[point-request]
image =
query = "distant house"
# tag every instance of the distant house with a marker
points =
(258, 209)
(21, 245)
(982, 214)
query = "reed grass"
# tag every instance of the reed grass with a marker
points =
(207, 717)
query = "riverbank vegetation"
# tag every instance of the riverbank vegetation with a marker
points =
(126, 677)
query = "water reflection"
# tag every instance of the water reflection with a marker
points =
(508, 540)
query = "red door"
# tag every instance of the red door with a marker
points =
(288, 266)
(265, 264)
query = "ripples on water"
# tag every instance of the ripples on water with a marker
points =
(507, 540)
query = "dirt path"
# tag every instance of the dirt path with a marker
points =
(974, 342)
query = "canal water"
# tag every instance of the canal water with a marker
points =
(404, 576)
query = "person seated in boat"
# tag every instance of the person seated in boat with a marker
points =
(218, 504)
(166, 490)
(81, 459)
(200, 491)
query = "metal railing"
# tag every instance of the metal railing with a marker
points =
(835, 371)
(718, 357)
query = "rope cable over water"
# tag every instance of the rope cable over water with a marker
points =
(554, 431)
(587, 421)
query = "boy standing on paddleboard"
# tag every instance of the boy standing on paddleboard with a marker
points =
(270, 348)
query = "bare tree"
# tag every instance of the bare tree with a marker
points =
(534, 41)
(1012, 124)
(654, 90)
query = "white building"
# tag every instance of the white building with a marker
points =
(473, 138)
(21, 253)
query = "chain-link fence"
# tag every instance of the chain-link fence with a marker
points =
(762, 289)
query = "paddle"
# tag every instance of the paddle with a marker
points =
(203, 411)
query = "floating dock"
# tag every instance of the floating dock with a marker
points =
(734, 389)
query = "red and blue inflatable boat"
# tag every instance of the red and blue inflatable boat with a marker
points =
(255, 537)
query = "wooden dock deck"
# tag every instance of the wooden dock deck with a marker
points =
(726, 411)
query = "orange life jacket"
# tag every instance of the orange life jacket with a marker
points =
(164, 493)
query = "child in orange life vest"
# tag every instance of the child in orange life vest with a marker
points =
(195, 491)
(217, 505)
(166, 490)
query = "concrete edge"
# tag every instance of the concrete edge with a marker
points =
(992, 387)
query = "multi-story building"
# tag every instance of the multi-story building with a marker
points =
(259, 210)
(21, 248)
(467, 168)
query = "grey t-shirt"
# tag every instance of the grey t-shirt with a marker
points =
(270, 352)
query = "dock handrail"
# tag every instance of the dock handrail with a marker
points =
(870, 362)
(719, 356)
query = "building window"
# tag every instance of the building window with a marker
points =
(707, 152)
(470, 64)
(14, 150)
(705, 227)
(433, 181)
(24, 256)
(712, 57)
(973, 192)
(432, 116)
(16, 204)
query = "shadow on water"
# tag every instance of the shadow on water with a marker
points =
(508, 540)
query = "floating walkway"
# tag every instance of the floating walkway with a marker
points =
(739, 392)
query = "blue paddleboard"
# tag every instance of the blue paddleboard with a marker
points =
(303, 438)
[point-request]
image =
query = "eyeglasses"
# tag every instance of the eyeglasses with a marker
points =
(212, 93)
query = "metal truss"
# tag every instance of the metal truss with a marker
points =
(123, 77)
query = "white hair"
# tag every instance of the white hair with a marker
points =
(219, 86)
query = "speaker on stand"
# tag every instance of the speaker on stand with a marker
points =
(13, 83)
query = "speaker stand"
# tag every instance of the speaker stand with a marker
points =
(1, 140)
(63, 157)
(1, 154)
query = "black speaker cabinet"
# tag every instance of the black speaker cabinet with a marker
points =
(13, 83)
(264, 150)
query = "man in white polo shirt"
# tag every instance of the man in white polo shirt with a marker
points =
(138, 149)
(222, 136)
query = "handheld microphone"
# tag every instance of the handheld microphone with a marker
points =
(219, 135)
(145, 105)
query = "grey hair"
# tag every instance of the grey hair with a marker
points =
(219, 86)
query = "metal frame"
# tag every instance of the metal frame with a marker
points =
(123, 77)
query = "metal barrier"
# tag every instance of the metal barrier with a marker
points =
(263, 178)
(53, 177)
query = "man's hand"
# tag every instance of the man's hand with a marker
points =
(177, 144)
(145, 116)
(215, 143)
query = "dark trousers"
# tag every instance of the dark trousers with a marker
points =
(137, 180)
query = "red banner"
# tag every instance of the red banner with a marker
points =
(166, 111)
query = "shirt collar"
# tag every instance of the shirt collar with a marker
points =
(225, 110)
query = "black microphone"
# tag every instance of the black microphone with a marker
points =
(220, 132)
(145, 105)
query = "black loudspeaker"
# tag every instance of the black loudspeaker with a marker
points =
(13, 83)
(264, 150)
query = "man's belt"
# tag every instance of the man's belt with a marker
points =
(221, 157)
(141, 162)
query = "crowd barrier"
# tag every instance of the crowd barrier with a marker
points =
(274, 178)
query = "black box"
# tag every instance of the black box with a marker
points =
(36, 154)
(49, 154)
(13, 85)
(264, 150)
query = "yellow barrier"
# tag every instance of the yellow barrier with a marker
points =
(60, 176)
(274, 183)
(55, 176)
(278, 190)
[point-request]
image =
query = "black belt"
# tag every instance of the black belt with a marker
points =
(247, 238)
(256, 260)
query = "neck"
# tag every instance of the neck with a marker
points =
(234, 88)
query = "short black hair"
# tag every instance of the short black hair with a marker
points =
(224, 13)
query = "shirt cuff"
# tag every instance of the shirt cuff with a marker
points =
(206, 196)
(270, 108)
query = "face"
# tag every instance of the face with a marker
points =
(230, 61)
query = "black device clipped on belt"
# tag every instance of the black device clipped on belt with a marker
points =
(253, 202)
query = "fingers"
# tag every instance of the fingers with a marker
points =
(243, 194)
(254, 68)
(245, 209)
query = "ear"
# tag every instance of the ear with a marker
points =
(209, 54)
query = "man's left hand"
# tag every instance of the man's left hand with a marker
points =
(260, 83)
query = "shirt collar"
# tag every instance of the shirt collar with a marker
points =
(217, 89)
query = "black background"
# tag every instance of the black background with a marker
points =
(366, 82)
════════════════════
TASK TO CARRY OUT>
Provide all the records again, word for word.

RESPONSE>
[point-request]
image =
query = "distant house"
# tag every instance of the distant house with a marker
points =
(258, 209)
(21, 245)
(982, 214)
query = "reed grass"
# tag every instance of the reed grass with a marker
points =
(207, 717)
query = "riverbank vegetation"
# tag every instance of the riverbank vegetation with a marker
points =
(126, 677)
query = "water reflection"
# tag every instance of the water reflection with a marker
points =
(508, 540)
query = "red door"
# tag every instance of the red door with a marker
points =
(288, 266)
(265, 264)
query = "ripples on water"
# tag every instance of the ripples on water with a marker
points =
(507, 540)
query = "dirt path"
# tag every instance of the dirt path with a marker
points =
(974, 342)
query = "canal water"
# tag every instance of the canal water with a marker
points =
(404, 576)
query = "person seated in boat"
# tag every instance of the person seated in boat with a marker
points =
(218, 504)
(166, 490)
(81, 459)
(200, 491)
query = "metal railing"
# tag every instance of the metal railing with a marker
points =
(835, 371)
(718, 357)
query = "rope cable over water"
# tag every instance of the rope cable over water with a marker
points =
(554, 431)
(587, 421)
query = "boy standing on paddleboard"
# tag every instance of the boy standing on paddleboard with a marker
points =
(270, 348)
query = "bare tree"
# tag every instance of the bare tree with a marker
points =
(534, 41)
(1012, 124)
(654, 90)
query = "white building"
# tag every instance of the white building with a marker
points =
(473, 138)
(21, 253)
query = "chain-link fence"
# tag every instance of the chain-link fence with a marker
points =
(762, 289)
query = "paddle"
# tag every instance of the paddle with a marker
points =
(203, 411)
query = "floating dock"
# tag every instance of the floating dock with a marker
points =
(734, 389)
query = "red and blue inflatable boat"
# tag every instance of the red and blue inflatable boat with a marker
points =
(255, 537)
query = "wooden dock deck"
# tag every instance of the wooden dock deck with a marker
points =
(726, 411)
query = "orange life jacket"
# tag every instance of the orange life jacket with a marker
points =
(164, 493)
query = "child in orange life vest"
# tag every instance of the child in orange life vest with a marker
points =
(195, 491)
(217, 505)
(166, 490)
query = "concrete edge"
# tag every instance of the concrete edge with a marker
points =
(992, 387)
query = "multi-story building"
# tag every instance of the multi-story building with a marker
points =
(259, 210)
(21, 248)
(467, 168)
query = "grey t-shirt"
# tag every instance of the grey t-shirt with a marker
points =
(270, 352)
query = "dock handrail"
# tag every instance of the dock handrail with a marker
points =
(870, 362)
(719, 356)
query = "building window"
# tag every instance of the building window with a marker
points =
(707, 152)
(470, 64)
(14, 150)
(705, 227)
(433, 181)
(24, 256)
(712, 57)
(973, 192)
(432, 116)
(16, 204)
query = "shadow on water"
# tag every instance of the shadow on water with a marker
points =
(508, 540)
query = "floating walkway"
# tag every instance of the floating walkway with a marker
points =
(739, 392)
query = "blue paddleboard"
# tag every instance of the blue paddleboard with a marker
points =
(303, 438)
[point-request]
image =
query = "eyeglasses"
# tag every instance of the eyeglasses with a marker
points =
(212, 93)
query = "metal truss"
# tag every instance of the metal truss with a marker
points =
(123, 77)
query = "white hair"
# tag every instance of the white hair with a marker
points =
(219, 86)
query = "speaker on stand"
# tag every instance of the speaker on stand with a marker
points =
(13, 83)
query = "speaker stand"
# tag every instance of the speaker stand with a marker
points =
(1, 140)
(63, 157)
(1, 154)
query = "black speaker cabinet"
# tag every instance of the black speaker cabinet with a marker
points =
(13, 83)
(264, 150)
query = "man in white polo shirt"
# tag every instance of the man in white polo shirt with a marker
points =
(138, 149)
(222, 136)
query = "handheld microphone"
# tag every instance of the handheld microphone with a marker
points =
(219, 135)
(145, 105)
query = "grey hair"
# tag every instance of the grey hair with a marker
points =
(219, 86)
query = "metal frame"
# tag every instance of the metal frame with a marker
points =
(123, 77)
query = "metal barrier"
# tag every instance of the metal barrier with a marker
points =
(263, 178)
(53, 177)
query = "man's hand"
# tag every instance of the man's hand with a marker
points =
(177, 144)
(145, 116)
(215, 143)
query = "dark trousers"
# tag every instance of the dark trousers with a marker
points =
(137, 180)
query = "red banner"
# tag every instance of the red banner with a marker
points =
(166, 111)
query = "shirt collar"
# tag every instance of the shirt collar with a marker
points =
(225, 110)
query = "black microphone"
# tag every instance of the black microphone with a marker
points =
(220, 132)
(145, 105)
query = "black loudspeaker"
# tag every instance of the black loudspeaker with a marker
points =
(13, 83)
(264, 150)
query = "man's belt"
# tag every instance of the man's belt with a marker
points =
(221, 157)
(141, 162)
query = "crowd barrier"
# tag every instance of the crowd barrier with a marker
points =
(274, 178)
query = "black box"
# tag every instance of the black box with a marker
points =
(36, 154)
(49, 154)
(13, 85)
(264, 150)
query = "yellow barrier"
# tag every instance of the yellow barrier with a marker
points =
(60, 176)
(274, 183)
(55, 176)
(278, 190)
[point-request]
image =
query = "black belt"
# tag every instance of the black belt with a marker
points =
(247, 238)
(256, 260)
query = "neck"
# tag every instance of the neck with a marker
points =
(234, 88)
query = "short black hair"
# tag every instance of the short black hair with a marker
points =
(224, 13)
query = "shirt cuff"
# tag every instance of the shirt cuff with a marker
points =
(206, 196)
(270, 108)
query = "face"
# tag every instance of the face with a marker
points =
(230, 61)
query = "black device clipped on belt"
# tag every instance of the black device clipped on belt with a marker
points =
(253, 202)
query = "fingers"
# tag every instance of the fingers with a marker
points =
(243, 194)
(254, 68)
(245, 209)
query = "ear"
# tag every instance of the ear with a marker
points =
(209, 54)
query = "man's left hand"
# tag every instance of the man's left hand with a marker
points =
(260, 83)
query = "shirt collar"
# tag every instance of the shirt collar with a marker
points =
(217, 89)
query = "black background"
# tag every instance of the black background with a marker
points =
(366, 82)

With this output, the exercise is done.